Output the full listing word for word.

##### ENTRIES SUPPLIED

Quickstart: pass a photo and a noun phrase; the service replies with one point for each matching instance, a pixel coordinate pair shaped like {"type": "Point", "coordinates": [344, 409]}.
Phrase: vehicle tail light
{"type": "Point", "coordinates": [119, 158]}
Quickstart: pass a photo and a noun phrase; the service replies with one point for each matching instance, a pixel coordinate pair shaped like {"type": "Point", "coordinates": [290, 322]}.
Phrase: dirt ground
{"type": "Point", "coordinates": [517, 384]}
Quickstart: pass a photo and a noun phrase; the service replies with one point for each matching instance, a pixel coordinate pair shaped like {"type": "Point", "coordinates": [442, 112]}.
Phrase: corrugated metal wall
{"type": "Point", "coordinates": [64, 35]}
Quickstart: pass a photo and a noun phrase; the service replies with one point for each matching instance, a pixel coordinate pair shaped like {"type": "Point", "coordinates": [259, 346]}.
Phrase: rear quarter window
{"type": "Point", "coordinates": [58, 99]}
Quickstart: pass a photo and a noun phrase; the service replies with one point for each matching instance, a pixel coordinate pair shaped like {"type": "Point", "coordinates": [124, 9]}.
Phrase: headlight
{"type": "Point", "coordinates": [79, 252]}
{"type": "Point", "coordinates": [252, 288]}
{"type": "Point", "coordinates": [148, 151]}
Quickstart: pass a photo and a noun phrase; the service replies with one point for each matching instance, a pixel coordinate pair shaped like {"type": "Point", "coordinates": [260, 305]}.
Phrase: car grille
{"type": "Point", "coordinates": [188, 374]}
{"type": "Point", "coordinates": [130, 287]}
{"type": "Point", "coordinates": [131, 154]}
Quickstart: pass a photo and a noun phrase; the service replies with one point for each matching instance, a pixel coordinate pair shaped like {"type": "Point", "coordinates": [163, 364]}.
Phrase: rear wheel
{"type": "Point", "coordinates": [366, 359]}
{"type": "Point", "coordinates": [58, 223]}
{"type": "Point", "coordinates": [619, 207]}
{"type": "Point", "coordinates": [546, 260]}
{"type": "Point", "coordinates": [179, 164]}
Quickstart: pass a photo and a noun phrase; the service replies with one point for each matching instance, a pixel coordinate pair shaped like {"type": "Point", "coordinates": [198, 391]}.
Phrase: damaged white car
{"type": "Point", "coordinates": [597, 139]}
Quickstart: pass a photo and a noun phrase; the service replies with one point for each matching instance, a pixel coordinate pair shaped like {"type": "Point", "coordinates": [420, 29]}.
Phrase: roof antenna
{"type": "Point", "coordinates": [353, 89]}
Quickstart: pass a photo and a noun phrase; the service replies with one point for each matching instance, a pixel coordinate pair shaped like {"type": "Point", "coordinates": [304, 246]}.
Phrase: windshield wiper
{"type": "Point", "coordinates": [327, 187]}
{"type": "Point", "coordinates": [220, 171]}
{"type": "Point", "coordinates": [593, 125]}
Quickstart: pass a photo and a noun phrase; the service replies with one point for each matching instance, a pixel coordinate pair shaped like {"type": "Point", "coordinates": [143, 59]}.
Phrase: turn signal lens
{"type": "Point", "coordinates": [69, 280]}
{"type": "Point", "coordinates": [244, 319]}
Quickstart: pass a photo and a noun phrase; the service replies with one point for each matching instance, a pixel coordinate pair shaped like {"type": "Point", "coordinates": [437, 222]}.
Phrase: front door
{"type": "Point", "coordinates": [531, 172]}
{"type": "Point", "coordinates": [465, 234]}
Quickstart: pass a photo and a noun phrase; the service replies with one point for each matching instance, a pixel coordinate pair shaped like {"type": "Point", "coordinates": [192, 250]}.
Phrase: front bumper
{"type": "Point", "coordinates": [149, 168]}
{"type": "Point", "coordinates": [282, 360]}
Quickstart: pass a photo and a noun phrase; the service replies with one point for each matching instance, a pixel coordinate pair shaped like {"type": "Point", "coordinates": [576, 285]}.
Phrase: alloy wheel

##########

OUTPUT BELOW:
Quickstart: pass a photo and a noun phrase; the service replies with one point for each matching instance, a pixel coordinate pair shaped like {"type": "Point", "coordinates": [344, 409]}.
Phrase: vehicle tail light
{"type": "Point", "coordinates": [119, 158]}
Quickstart: pass a photo and a noun phrase; the service replies with one point for each matching instance, a pixel coordinate pair shaped like {"type": "Point", "coordinates": [290, 322]}.
Phrase: dirt ground
{"type": "Point", "coordinates": [517, 384]}
Quickstart: pass a photo and a noun phrase; the service replies with one point for each matching instance, a pixel coordinate pair shaped like {"type": "Point", "coordinates": [442, 112]}.
Phrase: corrugated metal wall
{"type": "Point", "coordinates": [64, 35]}
Quickstart: pass a photo and a noun phrase; the service replies with one point for each matching instance, a pixel coordinate pair shaped like {"type": "Point", "coordinates": [259, 346]}.
Phrase: rear quarter window
{"type": "Point", "coordinates": [58, 99]}
Quickstart: pass a photo and a noun phrase; the service replies with one point for each matching instance, a pixel coordinate pair shaped like {"type": "Point", "coordinates": [124, 9]}.
Phrase: headlight
{"type": "Point", "coordinates": [79, 252]}
{"type": "Point", "coordinates": [252, 288]}
{"type": "Point", "coordinates": [148, 151]}
Quickstart: pass a photo and a noun phrase; the service replies with one point for each matching instance, a pixel coordinate pair shaped like {"type": "Point", "coordinates": [260, 305]}.
Phrase: car grille
{"type": "Point", "coordinates": [188, 374]}
{"type": "Point", "coordinates": [130, 287]}
{"type": "Point", "coordinates": [131, 154]}
Quickstart: pass a photo and a noun phrase; the service replies with one point for each matching instance, a pixel coordinate pair shaped like {"type": "Point", "coordinates": [163, 364]}.
Phrase: rear wheel
{"type": "Point", "coordinates": [366, 359]}
{"type": "Point", "coordinates": [58, 223]}
{"type": "Point", "coordinates": [619, 207]}
{"type": "Point", "coordinates": [546, 260]}
{"type": "Point", "coordinates": [179, 164]}
Quickstart: pass a photo and a noun phrase; the service replies with one point for each matching instance, a pixel coordinate pair shaped like {"type": "Point", "coordinates": [198, 391]}.
Phrase: damaged white car
{"type": "Point", "coordinates": [597, 139]}
Quickstart: pass a photo and a noun phrase; the service replies with one point for each matching instance, a pixel coordinate pair shaped like {"type": "Point", "coordinates": [420, 29]}.
Phrase: roof antenna
{"type": "Point", "coordinates": [353, 89]}
Quickstart: pass a photo and a noun phrase; the service replies with one point for each matching instance, a pixel coordinate pair shaped like {"type": "Point", "coordinates": [304, 246]}.
Phrase: windshield wiper
{"type": "Point", "coordinates": [327, 187]}
{"type": "Point", "coordinates": [220, 171]}
{"type": "Point", "coordinates": [593, 125]}
Quickstart: pass a photo and a noun phrase; the service replies with one point for each matching instance, a pixel coordinate pair shaped like {"type": "Point", "coordinates": [143, 59]}.
Phrase: turn signal lens
{"type": "Point", "coordinates": [69, 280]}
{"type": "Point", "coordinates": [244, 319]}
Quickstart: pass a photo and a noun phrase; the service replies with one point for each matching instance, a pixel coordinate pair shaped like {"type": "Point", "coordinates": [437, 222]}.
Phrase: front door
{"type": "Point", "coordinates": [531, 172]}
{"type": "Point", "coordinates": [465, 234]}
Quickstart: pass a photo and a noun phrase; the service replies with one point for each matching instance, a pixel coordinate pair shaped like {"type": "Point", "coordinates": [192, 250]}.
Phrase: front bumper
{"type": "Point", "coordinates": [149, 168]}
{"type": "Point", "coordinates": [282, 360]}
Quickstart: pass a photo and a noun phrase; the service replies with one point for each matching instance, a pixel coordinate pair shaped like {"type": "Point", "coordinates": [576, 285]}.
Phrase: alloy wheel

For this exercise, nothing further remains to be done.